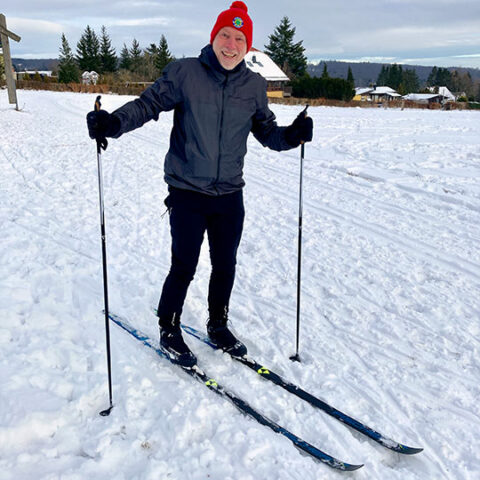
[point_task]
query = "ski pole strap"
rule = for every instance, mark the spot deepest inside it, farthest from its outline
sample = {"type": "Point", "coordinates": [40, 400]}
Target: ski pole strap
{"type": "Point", "coordinates": [304, 113]}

TO BE DONE -
Lay out the lines above as a Markdown table with the columns Row and Line, giving each line its row number and skipping any blank lines. Leave the pictures out of the table.

THE RESPONSE -
| Row | Line |
|---|---|
| 1 | [point_task] |
| 2 | query = "ski pole strap" |
| 3 | rule = for every instance, mark the spot deepest inside it, farthest from its outline |
| 4 | sample = {"type": "Point", "coordinates": [40, 400]} |
| 5 | Target: ski pole strap |
| 6 | {"type": "Point", "coordinates": [304, 113]} |